_EXCERPTED DATA_.

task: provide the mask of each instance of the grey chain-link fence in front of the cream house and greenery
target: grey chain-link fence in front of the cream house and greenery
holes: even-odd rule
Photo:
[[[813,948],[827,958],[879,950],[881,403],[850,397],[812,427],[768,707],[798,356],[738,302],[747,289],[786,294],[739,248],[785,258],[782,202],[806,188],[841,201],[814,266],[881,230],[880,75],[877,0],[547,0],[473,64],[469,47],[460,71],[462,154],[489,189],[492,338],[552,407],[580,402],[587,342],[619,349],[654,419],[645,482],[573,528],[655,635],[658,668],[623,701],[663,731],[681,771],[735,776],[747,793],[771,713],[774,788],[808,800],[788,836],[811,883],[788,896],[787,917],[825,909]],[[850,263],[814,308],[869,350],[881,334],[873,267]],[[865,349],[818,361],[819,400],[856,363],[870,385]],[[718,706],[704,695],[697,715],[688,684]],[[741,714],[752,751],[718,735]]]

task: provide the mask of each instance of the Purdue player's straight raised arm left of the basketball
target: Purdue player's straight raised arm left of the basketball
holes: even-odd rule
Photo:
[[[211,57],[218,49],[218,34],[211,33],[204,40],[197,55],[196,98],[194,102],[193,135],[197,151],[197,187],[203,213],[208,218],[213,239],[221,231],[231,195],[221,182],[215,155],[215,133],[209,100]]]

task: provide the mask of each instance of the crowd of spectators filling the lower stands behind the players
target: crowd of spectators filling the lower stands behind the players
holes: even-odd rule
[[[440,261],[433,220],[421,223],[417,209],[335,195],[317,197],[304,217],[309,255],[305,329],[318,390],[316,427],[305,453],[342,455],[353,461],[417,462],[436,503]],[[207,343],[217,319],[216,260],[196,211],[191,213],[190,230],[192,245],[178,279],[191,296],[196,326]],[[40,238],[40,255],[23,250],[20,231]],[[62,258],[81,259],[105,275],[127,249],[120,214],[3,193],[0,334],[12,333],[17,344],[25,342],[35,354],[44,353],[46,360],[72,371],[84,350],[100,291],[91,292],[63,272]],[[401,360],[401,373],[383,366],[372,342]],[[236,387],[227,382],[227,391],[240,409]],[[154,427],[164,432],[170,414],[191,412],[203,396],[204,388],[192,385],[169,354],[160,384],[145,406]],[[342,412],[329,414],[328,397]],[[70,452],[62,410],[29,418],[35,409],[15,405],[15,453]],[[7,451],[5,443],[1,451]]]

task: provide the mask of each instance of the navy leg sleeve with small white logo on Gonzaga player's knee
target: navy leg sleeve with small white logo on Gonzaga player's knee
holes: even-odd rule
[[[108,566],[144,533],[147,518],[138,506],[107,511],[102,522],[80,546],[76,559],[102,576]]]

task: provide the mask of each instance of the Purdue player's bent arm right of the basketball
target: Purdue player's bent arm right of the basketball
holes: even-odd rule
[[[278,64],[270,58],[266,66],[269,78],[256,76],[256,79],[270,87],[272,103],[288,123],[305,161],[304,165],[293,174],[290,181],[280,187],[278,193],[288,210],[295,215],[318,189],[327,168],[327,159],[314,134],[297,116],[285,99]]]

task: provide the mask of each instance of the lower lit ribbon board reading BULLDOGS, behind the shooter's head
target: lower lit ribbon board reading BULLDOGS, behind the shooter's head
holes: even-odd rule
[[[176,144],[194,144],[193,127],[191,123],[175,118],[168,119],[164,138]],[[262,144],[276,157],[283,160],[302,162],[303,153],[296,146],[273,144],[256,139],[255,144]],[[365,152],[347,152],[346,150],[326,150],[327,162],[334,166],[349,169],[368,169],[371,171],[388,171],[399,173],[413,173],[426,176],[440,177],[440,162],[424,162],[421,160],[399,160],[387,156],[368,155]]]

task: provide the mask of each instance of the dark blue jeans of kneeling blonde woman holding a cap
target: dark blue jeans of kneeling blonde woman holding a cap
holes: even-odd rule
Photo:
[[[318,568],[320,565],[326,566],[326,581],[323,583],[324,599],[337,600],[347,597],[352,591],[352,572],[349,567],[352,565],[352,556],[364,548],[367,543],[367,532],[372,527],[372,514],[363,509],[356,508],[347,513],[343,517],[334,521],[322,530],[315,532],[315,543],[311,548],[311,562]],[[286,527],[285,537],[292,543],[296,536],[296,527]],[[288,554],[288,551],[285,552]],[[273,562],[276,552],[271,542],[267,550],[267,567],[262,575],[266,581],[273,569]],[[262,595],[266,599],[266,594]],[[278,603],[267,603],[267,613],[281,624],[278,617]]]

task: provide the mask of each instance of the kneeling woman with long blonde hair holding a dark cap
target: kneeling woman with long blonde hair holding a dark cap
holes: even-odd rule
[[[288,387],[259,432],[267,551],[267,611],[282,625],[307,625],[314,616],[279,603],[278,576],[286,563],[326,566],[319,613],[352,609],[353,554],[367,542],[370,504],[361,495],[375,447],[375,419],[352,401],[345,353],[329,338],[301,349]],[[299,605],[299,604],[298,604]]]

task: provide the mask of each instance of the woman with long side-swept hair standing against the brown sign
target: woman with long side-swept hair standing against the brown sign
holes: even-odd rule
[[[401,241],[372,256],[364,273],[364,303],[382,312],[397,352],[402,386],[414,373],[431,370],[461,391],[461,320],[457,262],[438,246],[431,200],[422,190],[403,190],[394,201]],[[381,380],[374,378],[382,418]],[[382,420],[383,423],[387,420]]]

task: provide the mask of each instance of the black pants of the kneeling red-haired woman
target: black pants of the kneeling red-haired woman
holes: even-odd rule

_ABOUT THIS TASK_.
After reading the data above, print it all again exactly.

_RESPONSE FOR THIS EXERCISE_.
task: provide the mask of each instance of the grey chain-link fence in front of the cream house and greenery
target: grey chain-link fence in front of the cream house and greenery
holes: even-odd rule
Photo:
[[[813,948],[827,958],[879,950],[881,403],[850,397],[812,427],[768,707],[798,356],[738,302],[747,289],[786,294],[739,248],[785,258],[782,202],[806,188],[841,201],[814,266],[881,230],[880,75],[877,0],[547,0],[473,64],[469,47],[460,71],[462,154],[489,189],[492,338],[552,407],[580,402],[587,342],[619,349],[654,419],[645,482],[573,528],[655,635],[658,668],[623,701],[663,731],[681,771],[735,776],[747,793],[771,713],[774,788],[808,800],[788,836],[811,883],[788,896],[787,917],[825,909]],[[850,263],[814,308],[869,350],[881,334],[873,267]],[[865,349],[818,361],[819,400],[856,363],[870,385]],[[718,706],[704,695],[697,715],[688,684]],[[741,714],[752,751],[718,735]]]

task: provide the mask of each instance of the Purdue player's straight raised arm left of the basketball
target: Purdue player's straight raised arm left of the basketball
holes: even-odd rule
Photo:
[[[211,57],[218,49],[218,34],[211,33],[204,40],[197,55],[196,98],[194,102],[193,135],[197,151],[197,187],[203,213],[208,218],[213,239],[221,231],[231,195],[221,182],[215,155],[215,133],[209,100]]]

task: provide the mask of each instance of the crowd of spectators filling the lower stands behind the players
target: crowd of spectators filling the lower stands behind the players
holes: even-odd rule
[[[440,261],[433,220],[421,223],[417,209],[335,195],[317,197],[304,217],[309,255],[305,329],[318,390],[316,427],[305,453],[342,455],[353,461],[417,462],[436,503]],[[207,343],[217,319],[216,260],[196,211],[191,213],[190,230],[192,245],[178,279],[191,296],[196,326]],[[40,238],[40,255],[23,250],[20,231]],[[62,258],[81,259],[105,275],[127,249],[120,214],[3,193],[0,334],[12,333],[17,344],[25,342],[35,354],[44,353],[46,360],[72,371],[84,350],[100,291],[91,292],[63,272]],[[401,360],[401,373],[383,366],[372,342]],[[236,387],[227,382],[227,391],[240,409]],[[154,427],[164,432],[170,414],[191,412],[203,396],[204,388],[192,385],[169,354],[160,384],[145,406]],[[342,412],[329,414],[328,397]],[[70,452],[62,410],[29,418],[35,409],[15,405],[15,453]],[[7,451],[5,443],[1,451]]]

task: provide the mask of each instance of the navy leg sleeve with small white logo on Gonzaga player's knee
target: navy leg sleeve with small white logo on Gonzaga player's knee
holes: even-odd rule
[[[108,566],[144,533],[147,518],[138,506],[107,511],[102,522],[80,546],[76,559],[102,576]]]

task: provide the mask of each instance of the Purdue player's bent arm right of the basketball
target: Purdue player's bent arm right of the basketball
holes: even-odd rule
[[[278,64],[270,58],[266,66],[269,78],[256,76],[256,79],[270,87],[272,103],[288,123],[305,161],[304,165],[293,174],[290,181],[280,187],[278,193],[288,210],[295,215],[318,189],[327,168],[327,159],[314,134],[297,116],[285,99]]]

task: provide the mask of each instance of the lower lit ribbon board reading BULLDOGS, behind the shooter's head
target: lower lit ribbon board reading BULLDOGS, behind the shooter's head
holes: even-odd rule
[[[176,144],[194,144],[193,127],[191,123],[175,118],[168,119],[164,138]],[[262,144],[276,157],[283,160],[302,162],[303,153],[296,146],[273,144],[256,139],[255,144]],[[365,152],[347,152],[346,150],[326,150],[327,162],[334,166],[349,169],[368,169],[371,171],[388,171],[399,173],[413,173],[426,176],[440,177],[440,162],[424,162],[421,160],[399,160],[387,156],[368,155]]]

task: provide the mask of each instance of the dark blue jeans of kneeling blonde woman holding a cap
target: dark blue jeans of kneeling blonde woman holding a cap
holes: even-odd rule
Photo:
[[[318,568],[320,565],[326,566],[326,581],[323,583],[324,599],[337,600],[347,597],[352,591],[352,572],[349,567],[352,565],[352,556],[364,548],[367,543],[367,532],[372,527],[372,514],[363,509],[356,508],[347,513],[343,517],[334,521],[322,530],[315,532],[315,543],[311,548],[311,562]],[[286,527],[285,537],[292,543],[296,536],[296,527]],[[288,554],[288,551],[285,552]],[[273,562],[276,552],[271,542],[267,550],[267,567],[262,575],[266,581],[273,569]],[[262,595],[266,599],[266,594]],[[278,603],[267,603],[267,613],[281,624],[278,617]]]

task: provide the mask of each instance of the kneeling woman with long blonde hair holding a dark cap
target: kneeling woman with long blonde hair holding a dark cap
holes: even-odd rule
[[[288,387],[259,432],[267,551],[267,611],[282,625],[307,625],[314,616],[279,603],[278,576],[286,563],[326,566],[319,613],[352,609],[353,554],[367,542],[370,504],[361,495],[375,447],[375,419],[352,401],[345,353],[329,338],[301,349]],[[299,605],[299,604],[298,604]]]

task: provide the mask of each instance of the woman with long side-swept hair standing against the brown sign
target: woman with long side-swept hair standing against the brown sign
holes: even-odd rule
[[[401,241],[372,256],[364,273],[364,303],[382,312],[397,352],[402,386],[414,373],[431,370],[461,391],[461,320],[457,262],[438,246],[431,200],[422,190],[403,190],[394,201]],[[381,380],[374,378],[382,418]],[[382,420],[383,423],[387,420]]]

task: provide the mask of each instance of the black pants of the kneeling red-haired woman
target: black pants of the kneeling red-haired woman
holes: even-odd rule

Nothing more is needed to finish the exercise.